SOURCE TEXT:

╔══

JONATHAN CHERRY: Do you think being born and raised in the US has had a significant impact on the way you make images?
MATT THOMAS: I know it has. I am just not sure exactly how.
Aesthetically, ideologically, I was shaped mostly by where I went to school for photography - Rochester Institute of Technology (especially on technique) (and Elaine O’Neil’s sage advice “Shoot what you know”) and Glasgow School of Art. But then you have to take into account all of those other things that make me who I am - Being born and raised in Elizabeth, NJ by a big supportive family, having a grandfather who was a serious amateur photographer, supportive parents who worked for everything they got. All of this has shaped me personally which has in turn shaped my artwork. Then there is being an American abroad. This shapes the way I work currently in that I am always acutely aware that I am culturally different from others around me at all times. Not so much an embodiment of America, just a capsule of American experiences.
JC: What has inspired you this last week and why?
MT: I’m easily inspired. Ever since I was born I would stare into space with my mouth wide open. I watch things and deconstruct it in my head. I like to think that everything I come in contact with, any event that goes on during the day could possibly be inspirational. Not in a motivational speaker sense. I’m a very visual person. And I am also easily entertained and amazed. Here is a shortlist of things that have inspired me. I tried to focus on the main ones.
Snow- it has been in Oslo since before Christmas. The coldest winter in 75 years I am told. I try to turn it into something positive, I like looking at fresh snow. I like photographing it too. Snow drift shapes, things covered in snow that probably aren’t mean’t to be, layers of snow. ETC. Robert Frank’s ‘Seven Stories’- It made me want to take polaroids again. So I have been taking mostly polaroids all week. The sleds at Vikingskiphuset - it boggles my mind that people were able to craft such beautiful things from wood that long ago, and that they survived Norway’s incredibly shitty weather. Oslo’s Opera House - It is my favorite building. I don’t appreciate architecture anywhere as much as I do in this place. The lines, the light, the way the architects played with space. It is stunning. My wife - Ina is a photographer too, and sometimes I just take pictures of things that remind me of her, she is so damn beautiful and smart. We need to collaborate more, which I think will happen when we move into our own place. My Mom- just left Norway. She was visiting me this last week and she was reminding me of everything that is different in this country from back home in New Jersey. It was refreshing. Beer - I am a huge beer geek. I started making my own homebrews recently. When I drink good beer it inspires me. I get very intense about tasting, smelling, the whole experience. The last one I had was Nøgne Ø imperial brown. Watching the Olympics in Norwegian - Watching the skiing. And my father-in-law watching skiing. I never understood winter sports (besides hockey) but he is so passionate about it like so many other Norwegians are. I’m starting to understand why. Especially Ski shooting. Works in the National Gallery in Oslo, specifically Munch.
JC: What was the last photography book you looked through?
MT: ‘Seven Stories’ by Robert Frank. It is a pleasure to hold. to feel. It is like you are looking through one of his sketchbooks. I love the intimacy of it. Especially the handwriting. Most of all I like the print quality. I like to think that in each one of these seven books there is some sort of narrative that he is totally aware of. But as the viewer going from image to image we are unaware of his intentions, just the fact that these people, these settings are significant to him. Maybe there is an elaborate story. But we have to make it up. It’s what I love about this work.

╚══

DATASET SECTION:
╔══

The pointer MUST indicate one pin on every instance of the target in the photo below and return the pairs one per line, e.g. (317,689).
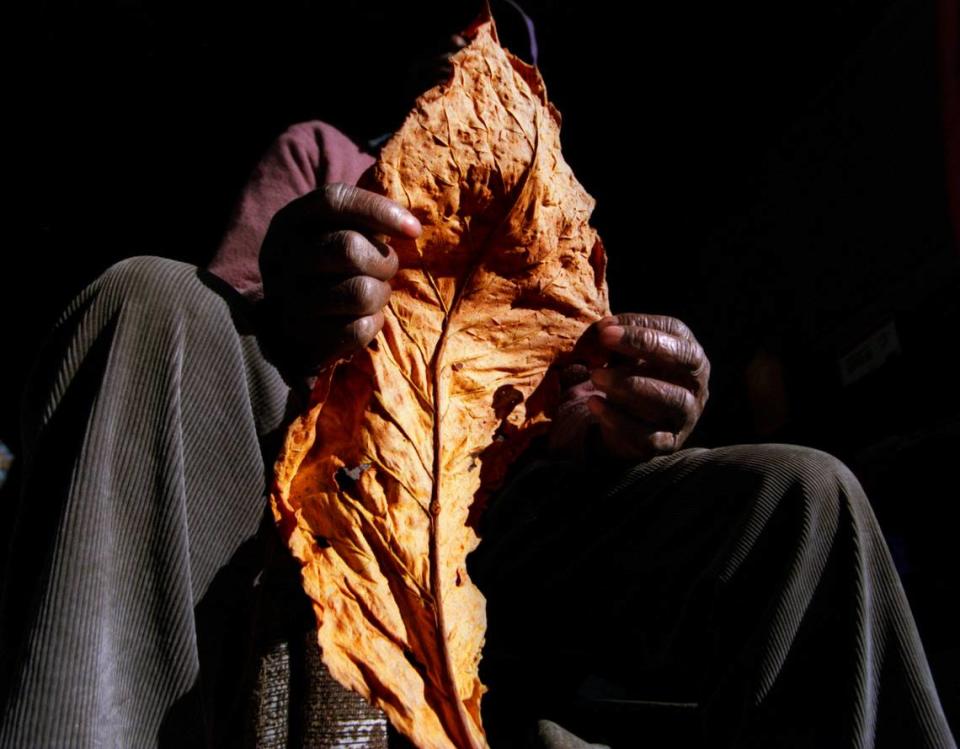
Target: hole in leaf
(505,399)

╚══

GIVEN REQUEST A:
Revise the interview passage between "Aesthetically, ideologically, I" and "of American experiences.", inclusive, putting "Elizabeth, New Jersey" in place of "Elizabeth, NJ".
GIVEN REQUEST B:
In the interview, which building does Matt Thomas name as his favorite?
Work only from the interview, not from the listing.

TASK ANSWER A:
Aesthetically, ideologically, I was shaped mostly by where I went to school for photography - Rochester Institute of Technology (especially on technique) (and Elaine O’Neil’s sage advice “Shoot what you know”) and Glasgow School of Art. But then you have to take into account all of those other things that make me who I am - Being born and raised in Elizabeth, New Jersey by a big supportive family, having a grandfather who was a serious amateur photographer, supportive parents who worked for everything they got. All of this has shaped me personally which has in turn shaped my artwork. Then there is being an American abroad. This shapes the way I work currently in that I am always acutely aware that I am culturally different from others around me at all times. Not so much an embodiment of America, just a capsule of American experiences.

TASK ANSWER B:
Oslo's Opera House.